▶ _PROMPT_
Each line of the material below that holds the word "order" needs to be copied.

▶ _DATA EXTRACT_
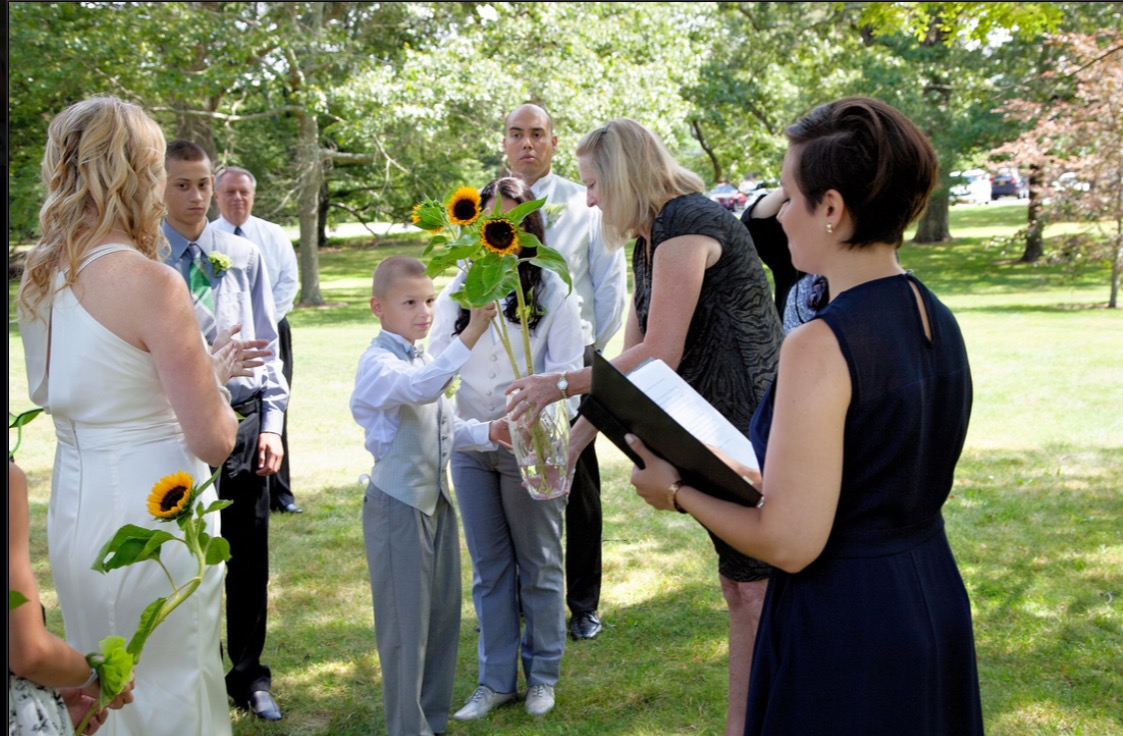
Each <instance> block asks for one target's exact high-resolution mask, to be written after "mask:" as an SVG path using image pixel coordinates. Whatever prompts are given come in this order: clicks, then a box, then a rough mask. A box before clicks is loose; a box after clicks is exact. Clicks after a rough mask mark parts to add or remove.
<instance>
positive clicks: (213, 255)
mask: <svg viewBox="0 0 1123 736" xmlns="http://www.w3.org/2000/svg"><path fill="white" fill-rule="evenodd" d="M207 260H208V261H210V262H211V269H213V271H214V275H216V276H220V275H222V272H223V271H226V270H227V269H229V267H230V265H231V264H234V261H231V260H230V256H228V255H227V254H225V253H219V252H218V251H212V252H211V254H210V255H208V256H207Z"/></svg>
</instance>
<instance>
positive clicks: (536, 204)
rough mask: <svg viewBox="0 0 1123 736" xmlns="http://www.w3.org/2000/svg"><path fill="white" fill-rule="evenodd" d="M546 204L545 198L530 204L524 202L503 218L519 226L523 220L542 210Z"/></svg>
mask: <svg viewBox="0 0 1123 736" xmlns="http://www.w3.org/2000/svg"><path fill="white" fill-rule="evenodd" d="M545 203H546V198H545V197H544V198H542V199H536V200H533V201H530V202H522V203H521V205H519V206H518V207H515V208H514V209H512V210H511V211H509V212H506V213H505V215H503V217H505V218H506V219H509V220H511V221H512V222H514V224H515V225H518V224H520V222H521V221H522V218H524V217H526V216H527V215H530V213H531V212H533V211H535V210H537V209H538V208H540V207H541V206H542V205H545Z"/></svg>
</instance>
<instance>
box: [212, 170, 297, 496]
mask: <svg viewBox="0 0 1123 736" xmlns="http://www.w3.org/2000/svg"><path fill="white" fill-rule="evenodd" d="M256 191H257V178H256V176H254V174H253V173H252V172H249V171H248V170H246V169H241V167H240V166H227V167H226V169H222V170H221V171H220V172H219V173H218V175H217V176H216V178H214V199H216V200H217V201H218V208H219V211H220V212H221V213H222V215H221V217H219V218H218V219H217V220H214V222H213V226H214V227H216V228H218V229H220V230H222V231H226V233H232V234H234V235H238V236H241V237H244V238H246V239H248V240H249V242H250V243H253V244H254V245H256V246H257V247H258V249H259V251H261V252H262V255H263V256H264V262H265V270H266V271H267V272H268V274H270V283H272V284H273V303H274V309H275V312H276V319H277V336H279V339H280V349H279V353H280V355H279V357H280V358H281V361H282V363H283V372H284V378H285V380H286V381H287V382H289V387H290V391H291V389H292V329H291V328H290V327H289V319H287V318H286V317H285V316H286V315H287V314H289V312H290V311H291V310H292V307H293V302H294V300H295V298H296V291H298V290H299V288H300V282H299V280H298V266H296V254H295V252H294V251H293V248H292V242H291V240H290V239H289V238H287V237H286V236H285V234H284V230H282V229H281V226H280V225H276V224H275V222H270V221H267V220H263V219H262V218H259V217H254V215H253V210H254V194H255V193H256ZM281 445H282V447H284V460H283V461H282V464H281V470H280V471H277V473H276V474H275V475H273V476H272V478H271V479H270V508H271V509H273V510H274V511H282V512H287V514H302V512H303V509H301V508H300V507H299V506H296V499H295V497H293V493H292V481H291V478H290V474H289V412H287V410H286V411H285V416H284V424H283V426H282V430H281Z"/></svg>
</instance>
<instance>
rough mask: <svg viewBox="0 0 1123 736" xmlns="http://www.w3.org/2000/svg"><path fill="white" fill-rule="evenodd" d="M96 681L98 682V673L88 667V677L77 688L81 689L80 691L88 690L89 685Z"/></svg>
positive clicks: (89, 685)
mask: <svg viewBox="0 0 1123 736" xmlns="http://www.w3.org/2000/svg"><path fill="white" fill-rule="evenodd" d="M97 681H98V671H97V670H94V669H93V667H90V676H89V678H86V679H85V682H83V683H82V684H80V685H79V688H80V689H82V690H85V689H86V688H89V687H90V685H92V684H93V683H94V682H97Z"/></svg>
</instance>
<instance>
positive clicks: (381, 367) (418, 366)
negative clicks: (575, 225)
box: [350, 256, 510, 736]
mask: <svg viewBox="0 0 1123 736" xmlns="http://www.w3.org/2000/svg"><path fill="white" fill-rule="evenodd" d="M436 300H437V292H436V290H435V289H433V284H432V279H430V278H429V276H427V275H426V273H424V264H423V263H421V262H420V261H417V260H416V258H409V257H405V256H391V257H389V258H386V260H385V261H383V262H382V263H380V264H378V267H377V269H375V272H374V280H373V287H372V297H371V312H372V314H373V315H374V316H375V317H377V318H378V320H380V321H381V322H382V331H381V333H378V335H377V336H375V338H374V339H373V340H372V342H371V346H369V347H368V348H367V349H366V352H365V353H363V356H362V357H360V358H359V362H358V371H357V374H356V378H355V390H354V392H353V393H351V399H350V408H351V416H353V417H354V418H355V421H356V422H358V425H359V426H360V427H363V430H364V435H365V445H366V448H367V449H368V451H369V452H371V455H372V456H373V457H374V470H372V471H371V481H369V483H368V484H367V488H366V496H365V497H364V499H363V538H364V540H365V543H366V561H367V567H368V570H369V574H371V598H372V601H373V605H374V636H375V642H376V644H377V647H378V661H380V662H381V663H382V699H383V706H384V708H385V715H386V732H385V733H387V734H389V735H390V736H418V735H419V734H420V735H421V736H432V735H433V734H440V733H444V730H445V729H446V728H447V726H448V715H449V707H450V703H451V699H453V680H454V675H455V674H456V652H457V646H458V644H459V637H460V603H462V600H460V535H459V530H458V528H457V519H456V510H455V509H454V507H453V500H451V497H450V496H449V487H448V458H449V454H450V453H451V451H453V448H454V445H455V447H456V448H457V449H464V448H468V449H485V451H490V449H495V444H494V443H496V442H501V443H502V444H504V445H505V446H510V444H509V440H510V433H509V431H506V429H505V427H506V420H505V419H502V420H499V421H492V422H480V421H475V420H472V421H460V420H459V419H457V418H456V409H455V406H454V403H453V402H451V401H449V400H448V399H447V398H446V397H445V390H446V389H447V387H448V384H449V383H450V382H451V380H453V378H454V376H455V375H456V373H457V371H459V369H460V366H462V365H464V363H465V362H466V361H467V360H468V356H469V355H471V354H472V348H473V347H474V346H475V344H476V340H478V339H480V336H481V335H483V333H484V331H486V330H487V327H489V324H490V321H491V318H492V316H494V315H495V311H496V309H495V305H490V306H487V307H482V308H480V309H473V310H472V312H471V317H469V320H468V326H467V327H466V328H465V329H464V331H463V333H460V335H459V338H458V339H454V340H453V342H451V343H449V345H448V346H447V347H446V348H445V349H444V351H441V354H440V355H438V356H437V357H436V358H432V357H430V356H427V355H424V354H423V351H422V349H421V348H420V346H418V345H417V342H418V340H421V339H424V338H426V337H427V336H428V334H429V328H430V327H431V326H432V317H433V303H435V302H436Z"/></svg>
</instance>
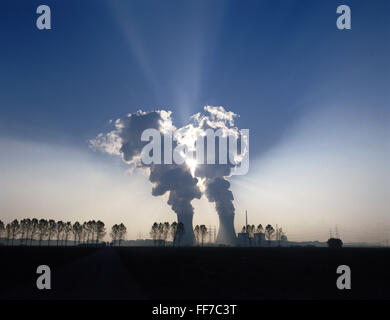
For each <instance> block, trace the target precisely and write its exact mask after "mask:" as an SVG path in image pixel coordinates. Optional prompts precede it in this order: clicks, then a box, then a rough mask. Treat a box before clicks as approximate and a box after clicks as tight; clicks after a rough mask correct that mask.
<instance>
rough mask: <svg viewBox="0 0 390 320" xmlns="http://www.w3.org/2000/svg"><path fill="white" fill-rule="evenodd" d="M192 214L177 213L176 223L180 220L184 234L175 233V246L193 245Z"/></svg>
mask: <svg viewBox="0 0 390 320" xmlns="http://www.w3.org/2000/svg"><path fill="white" fill-rule="evenodd" d="M192 218H193V214H178V215H177V223H178V224H179V223H180V222H181V223H182V224H183V225H184V234H183V235H182V236H179V234H178V233H176V236H175V240H174V244H175V246H180V247H181V246H186V247H189V246H193V245H194V243H195V236H194V228H193V227H192Z"/></svg>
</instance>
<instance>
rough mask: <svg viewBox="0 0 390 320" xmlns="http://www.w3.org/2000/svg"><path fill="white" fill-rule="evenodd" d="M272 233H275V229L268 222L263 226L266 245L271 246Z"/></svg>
mask: <svg viewBox="0 0 390 320" xmlns="http://www.w3.org/2000/svg"><path fill="white" fill-rule="evenodd" d="M274 233H275V229H274V228H273V227H272V226H271V225H270V224H268V225H267V226H266V227H265V237H266V238H267V240H268V245H269V246H271V240H272V238H273V237H274Z"/></svg>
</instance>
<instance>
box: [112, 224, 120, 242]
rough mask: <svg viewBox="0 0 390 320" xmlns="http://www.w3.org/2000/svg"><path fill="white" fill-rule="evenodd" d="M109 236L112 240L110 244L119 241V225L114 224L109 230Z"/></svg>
mask: <svg viewBox="0 0 390 320" xmlns="http://www.w3.org/2000/svg"><path fill="white" fill-rule="evenodd" d="M110 236H111V239H112V242H113V243H114V244H115V242H116V241H118V239H119V225H117V224H114V225H113V226H112V228H111V232H110Z"/></svg>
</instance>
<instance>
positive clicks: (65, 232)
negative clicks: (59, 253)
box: [64, 221, 72, 246]
mask: <svg viewBox="0 0 390 320" xmlns="http://www.w3.org/2000/svg"><path fill="white" fill-rule="evenodd" d="M71 232H72V223H71V222H69V221H68V222H67V223H65V226H64V235H65V246H67V244H68V239H69V234H70V233H71Z"/></svg>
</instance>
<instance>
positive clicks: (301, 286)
mask: <svg viewBox="0 0 390 320" xmlns="http://www.w3.org/2000/svg"><path fill="white" fill-rule="evenodd" d="M0 257H1V260H0V261H1V262H0V276H1V277H2V279H1V287H0V298H1V299H153V300H169V299H175V300H187V299H202V300H204V299H232V300H259V299H390V250H389V249H358V248H356V249H355V248H343V249H336V250H334V249H333V250H331V249H328V248H124V247H122V248H110V247H107V248H77V247H68V248H54V247H52V248H50V247H41V248H28V247H14V248H12V247H0ZM42 264H45V265H48V266H49V267H50V268H51V272H52V281H51V282H52V289H51V290H46V291H45V290H43V291H40V290H38V289H36V285H35V281H36V279H37V278H38V276H39V275H38V274H36V268H37V267H38V266H39V265H42ZM342 264H345V265H348V266H349V267H350V268H351V270H352V277H351V278H352V282H351V283H352V289H351V290H338V289H337V288H336V279H337V277H338V276H339V275H338V274H336V268H337V267H338V266H339V265H342Z"/></svg>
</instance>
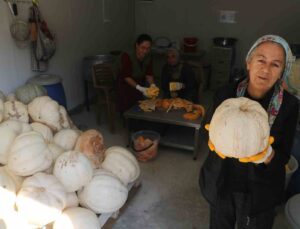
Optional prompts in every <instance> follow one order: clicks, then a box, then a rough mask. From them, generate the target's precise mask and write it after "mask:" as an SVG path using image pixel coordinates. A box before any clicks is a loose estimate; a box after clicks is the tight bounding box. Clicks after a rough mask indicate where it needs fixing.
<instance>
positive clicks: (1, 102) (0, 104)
mask: <svg viewBox="0 0 300 229" xmlns="http://www.w3.org/2000/svg"><path fill="white" fill-rule="evenodd" d="M3 119H4V102H3V100H2V99H1V98H0V122H2V120H3Z"/></svg>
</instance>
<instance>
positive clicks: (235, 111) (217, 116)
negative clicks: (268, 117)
mask: <svg viewBox="0 0 300 229" xmlns="http://www.w3.org/2000/svg"><path fill="white" fill-rule="evenodd" d="M269 134H270V127H269V123H268V114H267V112H266V111H265V110H264V109H263V107H262V106H261V105H260V104H259V103H258V102H256V101H253V100H250V99H247V98H245V97H240V98H233V99H227V100H225V101H224V102H223V103H222V104H221V105H220V106H219V107H218V108H217V109H216V111H215V113H214V115H213V117H212V120H211V123H210V126H209V139H210V141H211V142H212V143H213V145H214V147H215V149H216V151H218V152H220V153H222V154H223V155H225V156H228V157H234V158H244V157H251V156H253V155H255V154H257V153H260V152H262V151H263V150H264V149H265V148H266V147H267V146H268V141H269Z"/></svg>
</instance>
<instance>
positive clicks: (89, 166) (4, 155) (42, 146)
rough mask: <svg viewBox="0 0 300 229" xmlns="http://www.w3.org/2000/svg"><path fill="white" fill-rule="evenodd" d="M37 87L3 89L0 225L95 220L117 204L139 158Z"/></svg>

▶ _EXERCISE RESULT_
Each <instance> block asks for one target's exact high-resolution mask, to be written after "mask:" as an SVG path using image pixel coordinates. Whatever prompts are given come in this order: clicks, then a box, then a rough mask. A box before clicks is loose; a box after clicks is exact. Clicks after a rough mask mark parts to add or remove.
For each <instance> block, trace the target precisely and write its exact mask after "mask:" as an SVG path in image pixel coordinates. Optional prompts precede it in this order: clicks, then a box, then a rough mask. Treat a box before clicks as approximate and a box after clicks as tight; clicks after a rough mask correct that mask.
Optional prompts in every <instance> follow one order: clicks, then a box, then a rough mask. From them, generate the target's precise mask and write it after "mask:" as an SVG path using image pixel coordinates. A box before any clicks is a loose estimate; a box after clicks is the tight bounding box. Clicks after a rough mask indicate where it needs fixing.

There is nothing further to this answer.